▸ Source excerpt:
# Does a No. 13 House Number Affect Value??



## Becca (21 Jun 2005)

If a 3-bedroom terraced house with gardens, is located in a popular and convenient location, would the fact that it has a number 13 house number affect the value?

e.g. assume all other terraced houses in the street are worth €200,000 and are in identical condition.  Would number 13 also be worth €200,000?


----------



## terrysgirl33 (21 Jun 2005)

AFAIK, yes.  There are enough people who don't care, and enough people who like the idea of living at #13 to keep it's value up.  They could always give the house a name after moving in anyway!!


----------



## soc (21 Jun 2005)

Becca said:
			
		

> e.g. assume all other terraced houses in the street are worth €200,000 and are in identical condition.  Would number 13 also be worth €200,000?



What??  Is this for real?  I live in a #13.

A number on a house doesn't influence the price of the house - a house value is assessed using the structure of the house.  

Becca, you sound like one who'd believe in psychics as well... yes?

-soc


----------



## tallpaul (21 Jun 2005)

Heh heh!! This will be the next ruse used by estate agents. 

"This charming semi-d has an elusive air of exclusivity being no.1 in the entire six thousand house scheme..."


----------



## Gabriel (21 Jun 2005)

soc said:
			
		

> Becca, you sound like one who'd believe in psychics as well... yes?
> 
> -soc



Becca asked a question, presumably based on other people's irrational fear of the number (and not necessarily hers). Nowhere did she mention that she believed this herself so I don't see why you're asking her if she believes in psychics?


----------



## z107 (21 Jun 2005)

▸ Provided records:
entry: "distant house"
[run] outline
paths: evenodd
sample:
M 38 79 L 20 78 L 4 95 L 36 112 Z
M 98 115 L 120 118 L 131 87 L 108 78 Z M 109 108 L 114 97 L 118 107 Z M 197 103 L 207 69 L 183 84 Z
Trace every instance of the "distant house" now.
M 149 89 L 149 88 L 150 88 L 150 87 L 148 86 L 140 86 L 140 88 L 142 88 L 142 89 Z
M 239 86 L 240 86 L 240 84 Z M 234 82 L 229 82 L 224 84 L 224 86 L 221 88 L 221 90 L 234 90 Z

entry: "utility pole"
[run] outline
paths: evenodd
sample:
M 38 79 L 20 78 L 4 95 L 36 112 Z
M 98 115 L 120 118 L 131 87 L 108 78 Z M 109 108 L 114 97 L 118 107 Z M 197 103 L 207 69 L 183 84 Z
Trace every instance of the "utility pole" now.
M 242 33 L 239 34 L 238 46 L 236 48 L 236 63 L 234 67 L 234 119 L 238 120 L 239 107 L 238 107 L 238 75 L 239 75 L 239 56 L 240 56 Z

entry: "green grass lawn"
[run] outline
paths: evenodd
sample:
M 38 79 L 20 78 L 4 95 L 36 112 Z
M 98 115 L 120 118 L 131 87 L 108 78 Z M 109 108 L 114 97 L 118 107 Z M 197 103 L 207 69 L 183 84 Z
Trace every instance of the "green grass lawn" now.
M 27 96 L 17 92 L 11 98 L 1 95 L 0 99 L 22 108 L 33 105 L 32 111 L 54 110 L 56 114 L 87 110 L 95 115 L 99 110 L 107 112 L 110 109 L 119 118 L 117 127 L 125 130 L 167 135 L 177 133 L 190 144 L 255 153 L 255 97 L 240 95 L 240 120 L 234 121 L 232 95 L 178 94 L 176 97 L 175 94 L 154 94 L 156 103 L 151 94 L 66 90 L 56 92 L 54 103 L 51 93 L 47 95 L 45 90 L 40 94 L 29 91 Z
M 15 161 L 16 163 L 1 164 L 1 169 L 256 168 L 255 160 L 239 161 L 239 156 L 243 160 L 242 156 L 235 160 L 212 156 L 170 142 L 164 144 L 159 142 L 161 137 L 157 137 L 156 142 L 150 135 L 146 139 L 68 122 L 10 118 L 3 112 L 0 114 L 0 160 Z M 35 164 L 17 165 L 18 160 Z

▸ Work to complete:
1. From the forum thread on house number 13 above, write out the passage that begins with the words containing "A number on" and ends with "tallpaul (21 Jun 2005)", reproducing it word for word.
2. In the forum thread on house number 13, what does soc say a house's value is assessed on?

▸ Responses per task:
1.
A number on a house doesn't influence the price of the house - a house value is assessed using the structure of the house.  

Becca, you sound like one who'd believe in psychics as well... yes?

-soc


----------



## tallpaul (21 Jun 2005)

2. The structure of the house.